* _文書の抜粋_:
〇5月1日より令和の幕開けとなり、元号については発表より1か月間、さまざまに報道されていましたが、この日には践祚(せんそ)もおこなわれております。御代替わりの諸儀式の概観でご説明したように、践祚は御代替わりの諸儀式のうち、核となるもののひとつです。

 では、践祚とはなんでしょうか。以下ご説明してまいります。


践祚とは何か


「践」はふむ、「祚」は祭祀をおこなうため天子がのぼる階段のことです(もとは「阼」)。「皇位につく祭祀をおこなう階段をふむ」ということですので、「即位」や「登極」とことばの上では同様の意味になります。平安時代につくられた法律の注釈書『令義解』には「天皇の即位、これを践祚と謂(い)ふ。祚は位なり」とあります。

「即位」と「践祚」がこんにちのように、はっきりわけられ恒例となるのは桓武天皇からです。文献にあらわれる最初の例は、文武天皇のご即位の際で、このときは持統天皇より譲位されてから17日後に即位の詔をだされました。


近世までの践祚式


 おおむね奈良時代のあいだは「神祇令」の規定どおり新帝の御前で、天皇の長久を祝い祈る、天つ神の寿詞を中臣氏が奏上し、神璽の鏡・剣を忌部氏が奉じました。つづいて紫宸殿に立ちならぶ群臣が拝賀し、拍手しました。

 平安時代にはいると、天つ神の寿詞の奏上は大嘗祭の翌日、辰日節会(たつのひのせちえ)にうつされました。鏡が賢所に奉安されたのでで、践祚式には剣と玉(璽)などが新帝に奉じられるようになりました。これを剣璽渡御の儀といいます。

 室町時代の一条兼良『代始和抄』には、以下のように剣璽渡御の儀が描かれています。

 新帝のとおり道に、掃部寮の役人がむしろを敷き、最後尾から巻いていく。行列の最初は近衛府の次官ふたりで、御剣と御璽を捧げもち、むしろの上をすすんでいく。そのあとを新帝、ついで関白以下が、つきしたがう。近衛府の次官が階段をのぼって内侍(女官)ふたりに御剣と御璽をわたしたら、内侍はそれぞれ御剣、御璽を奉じて、清涼殿の御寝所に安置する。

* _課題 A_: 践祚の解説のうち「おおむね奈良時代のあいだは」で始まる段落を、主な事実を残したまま短い箇条書きにまとめてください。
* _課題 B_:
践祚の解説について、次の問いに答えてください。
(i) 『令義解』では「祚」は何であると説明されていますか。
(ii) 文献にあらわれる最初の例は、どの天皇のご即位の際ですか。
(iii) 剣璽渡御の儀を描いた室町時代の書物は何ですか。
* _課題 C_: 践祚の解説の続きを、本文の最後の文のあとから書き出してください。
一覧は、本文とは別の出典から取ったものです。

* _利用できるデータ_:
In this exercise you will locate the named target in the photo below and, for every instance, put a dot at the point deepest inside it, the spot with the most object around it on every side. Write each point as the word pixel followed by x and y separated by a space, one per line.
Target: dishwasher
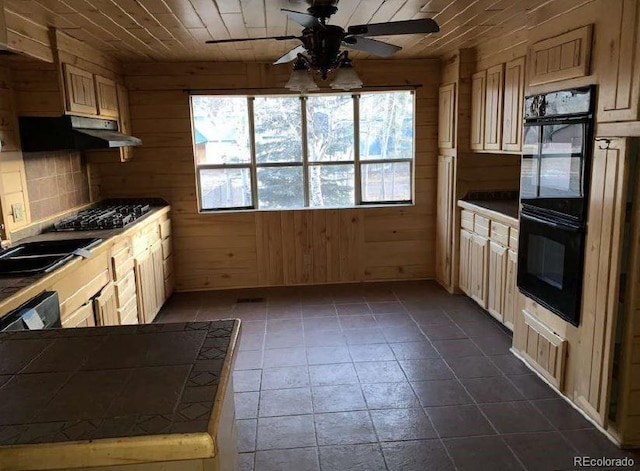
pixel 41 312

* _回答 A_:
- 時期:おおむね奈良時代(「神祇令」の規定どおり)
- 中臣氏:新帝の御前で天つ神の寿詞を奏上し、天皇の長久を祝い祈った
- 忌部氏:神璽の鏡・剣を奉じた
- 群臣:紫宸殿に立ちならんで拝賀し、拍手した

* _回答 B_:
(i) 位
(ii) 文武天皇
(iii) 一条兼良『代始和抄』

* _回答 C_:
 即位礼や大嘗祭は当時の事情によって遅れたり、中絶したりしますが、践祚式はだいたいこのような次第で明治時代までつづきました。


近代の践祚式


 明治時代にはいると各種の法令が整備されました。そのうち皇室典範では「天皇崩ずるときは皇嗣即ち践祚し、祖宗の神器を承く」とさだめられています(第10条)。さらに登極令第1条では、

天皇践祚の時は、即ち掌典長をして賢所に祭典を行はしめ、且つ践祚の旨を皇霊殿・神殿に奉告せしむ

 とさだめ、その付式第1編では詳細に式次第をさだめています。それによると践祚式はこまかくみると、以下のみっつにわけられます。

①賢所の儀、皇霊殿・神殿に奉告の儀
②剣璽渡御の儀
③践祚後朝見の儀

 ①では宮中三殿(賢所・皇霊殿・神殿)で掌典長がまず祝詞を、ついで天皇の御名代として御告文(祭文)を奏上します。御告文は初日のみですが、祝詞は三日間奏上されます。

 ②では賢所の儀と同時刻、儀場に男性皇族と高官が立ちならぶところへ新帝が出御し、内大臣が案(机)の上に奉安した剣、璽、御印(御璽・国璽)をご覧になります。

 つづいて③、男女の皇族と高官があらためて参集しているところへ天皇と皇后が出御し、勅語をくだされ、内閣総理大臣が国民を代表し「奉対」の意思を言上します。


昭和天皇の践祚式


『昭和大礼要録』によると、大正天皇は葉山御用邸で御療養中、12月25日未明に崩御されました。

 午前3時すぎ、宮中三殿において掌典長・九条道実が「践祚式をとりおこない、皇位をつがれる」旨の御告文を奏上。

 ほぼ同時刻に葉山御用邸では、儀場の玉座に昭和天皇がつかれ、男性皇族、高官の立ちならぶなか内大臣・牧野伸顕の先導により、大正天皇の御寝所から侍従の手によって捧持された御剣、御璽が玉座の左右に奉安され、昭和天皇がそれをご覧になりました。

 12月28日午前3時、皇居正殿に約400名が参集し、皇位を継承された旨の勅語を発せられ、内閣総理大臣・若槻礼次郎が奉答文を奏上しました。


平成の践祚式(剣璽等承継の儀)


 平成の御代替わりにおいては、践祚式は「皇位とともに伝わるべき由緒ある物」を承け継ぐ剣璽等承継の儀とされ、新天皇の国事行為としておこなわれました。私じしんは践祚式の呼称であるべきと思いますが、以下、剣璽等承継の儀としてご説明します。

 この儀は昭和64年1月7日午前10時、正殿松の間においておこなわれました。天皇以下男性皇族のほか、三権の長と国務大臣の26名が参列。

 昭和天皇のおそばにおかれていた剣璽を侍従が捧持してきて、天皇の前の白木の案(机)に奉安されました。なお、御剣はむかって右、御璽(勾玉)はむかって左、御璽と国璽は一段低い中央の案上でした。天皇が一礼され、御剣、天皇、御璽(勾玉)の順に入御(退出)されました。列の最後に、御璽と国璽がつづきました。この間、9分ほど。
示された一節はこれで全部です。